▶ _Given entries_:
***
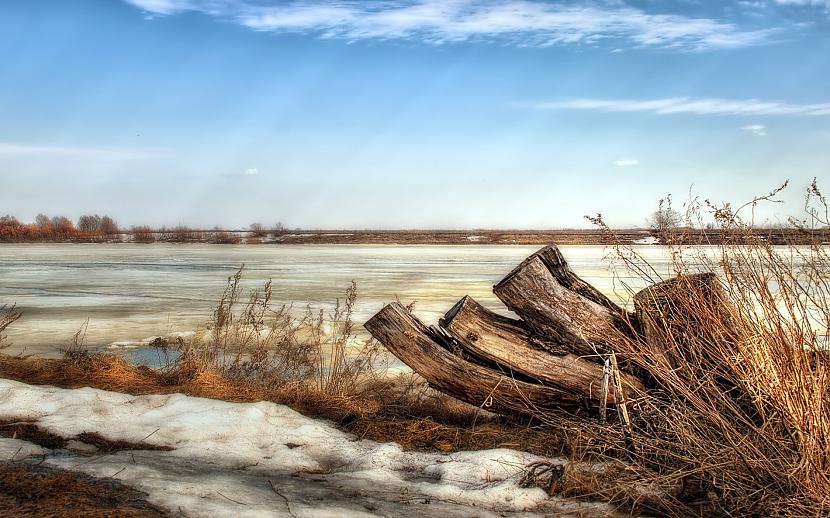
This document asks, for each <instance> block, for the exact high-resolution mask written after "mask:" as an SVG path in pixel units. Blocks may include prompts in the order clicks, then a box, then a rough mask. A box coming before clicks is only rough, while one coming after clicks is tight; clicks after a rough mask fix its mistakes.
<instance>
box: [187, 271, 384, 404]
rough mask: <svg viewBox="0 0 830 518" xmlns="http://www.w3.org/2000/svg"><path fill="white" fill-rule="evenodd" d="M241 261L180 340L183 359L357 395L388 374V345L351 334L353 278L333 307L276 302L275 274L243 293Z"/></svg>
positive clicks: (245, 380) (332, 394)
mask: <svg viewBox="0 0 830 518" xmlns="http://www.w3.org/2000/svg"><path fill="white" fill-rule="evenodd" d="M243 268H244V267H243ZM243 268H240V269H239V270H238V271H237V272H236V273H235V274H234V275H232V276H231V277H229V278H228V282H227V285H226V287H225V290H224V292H223V293H222V295H221V297H220V298H219V301H218V302H217V305H216V308H215V310H214V311H213V314H212V317H211V319H210V322H208V324H207V325H206V326H205V328H204V329H202V330H200V331H199V332H197V333H196V334H195V335H194V336H193V337H192V338H190V339H187V340H180V341H179V343H178V349H179V352H181V355H182V356H181V358H180V359H179V360H178V363H179V364H181V365H189V366H191V367H194V366H197V367H198V368H202V369H205V370H209V371H211V372H215V373H218V374H221V375H222V376H224V377H226V378H228V379H231V380H240V381H246V382H253V383H257V384H262V385H272V386H273V385H285V384H295V385H296V386H303V387H313V388H314V389H316V390H318V391H320V392H322V393H326V394H331V395H337V396H347V395H355V394H357V393H359V392H360V390H361V389H362V388H363V387H366V386H369V385H371V382H372V381H376V380H380V379H382V378H383V377H384V376H385V368H386V366H387V365H388V360H389V358H388V356H387V355H386V353H385V350H384V349H383V348H382V347H381V346H380V344H379V343H378V342H376V341H374V340H372V339H369V340H359V339H358V338H357V337H356V336H355V334H354V321H353V318H352V313H353V310H354V304H355V302H356V300H357V285H356V284H355V283H354V282H352V284H351V285H350V286H349V287H348V288H347V289H346V290H345V293H344V297H343V298H338V299H337V300H336V302H335V304H334V308H333V309H332V310H331V311H330V312H328V313H327V312H326V311H325V310H324V309H319V310H316V311H315V310H313V309H312V308H311V307H310V306H307V307H306V308H305V310H304V311H302V312H295V311H294V308H293V307H292V306H291V305H286V304H277V303H275V302H274V300H273V286H272V283H271V281H270V280H269V281H268V282H266V283H265V284H264V285H263V286H262V287H260V288H255V289H252V290H250V291H249V292H248V293H247V295H246V293H245V289H244V287H243V283H242V277H243ZM298 313H299V314H298Z"/></svg>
***
▶ _Brief_: Render the material above as a Markdown table with columns "Row" and "Line", numbering each non-blank line, and omit the pictures.

▶ _Solution for this exercise_:
| Row | Line |
|---|---|
| 1 | This document asks, for each <instance> block, for the exact high-resolution mask written after "mask:" as an SVG path in pixel units. Blocks may include prompts in the order clicks, then a box, then a rough mask. A box coming before clicks is only rough, while one coming after clicks is tight; clicks after a rough mask fix its mistakes. |
| 2 | <instance> |
| 3 | box: [187, 271, 384, 404] |
| 4 | rough mask: <svg viewBox="0 0 830 518" xmlns="http://www.w3.org/2000/svg"><path fill="white" fill-rule="evenodd" d="M241 261L180 340L183 359L357 395L388 374V345L351 334L353 278L333 307L276 302L275 274L243 293Z"/></svg> |
| 5 | positive clicks: (245, 380) (332, 394) |
| 6 | mask: <svg viewBox="0 0 830 518" xmlns="http://www.w3.org/2000/svg"><path fill="white" fill-rule="evenodd" d="M243 268H244V267H243ZM243 268H240V269H239V270H238V271H237V272H236V273H235V274H234V275H232V276H231V277H229V278H228V282H227V285H226V287H225V290H224V292H223V293H222V295H221V297H220V298H219V301H218V302H217V305H216V308H215V310H214V311H213V314H212V317H211V319H210V322H208V324H207V325H206V326H205V328H204V329H202V330H200V331H199V332H197V333H196V334H195V335H194V336H193V337H192V338H190V339H187V340H180V341H179V343H178V349H179V352H181V355H182V356H181V358H180V359H179V360H178V363H179V364H181V365H189V366H191V367H194V366H197V367H198V368H202V369H205V370H209V371H211V372H215V373H218V374H221V375H222V376H224V377H226V378H228V379H231V380H240V381H246V382H253V383H257V384H262V385H272V386H273V385H285V384H295V385H296V386H303V387H313V388H314V389H316V390H318V391H320V392H322V393H326V394H331V395H337V396H347V395H355V394H357V393H359V392H360V390H361V389H362V388H363V387H366V386H369V385H371V382H372V381H376V380H380V379H382V378H383V377H384V376H385V368H386V366H387V365H388V360H389V358H388V356H387V355H386V353H385V350H384V349H383V348H382V347H381V346H380V344H379V343H378V342H376V341H374V340H372V339H369V340H359V339H358V338H357V337H356V336H355V334H354V321H353V318H352V313H353V310H354V304H355V302H356V300H357V285H356V284H355V283H354V282H352V284H351V285H350V286H349V287H348V288H347V289H346V290H345V293H344V297H343V298H338V299H337V300H336V302H335V304H334V308H333V309H332V310H331V311H330V312H328V313H327V312H326V311H325V310H324V309H319V310H316V311H315V310H313V309H312V308H311V307H310V306H307V307H306V308H305V310H304V311H302V312H295V311H294V308H293V307H292V306H291V305H286V304H277V303H275V302H274V300H273V286H272V283H271V281H270V280H269V281H268V282H266V283H265V284H264V285H263V286H262V287H260V288H255V289H252V290H250V291H249V292H248V293H247V295H246V293H245V289H244V287H243V283H242V277H243ZM298 313H299V314H298Z"/></svg> |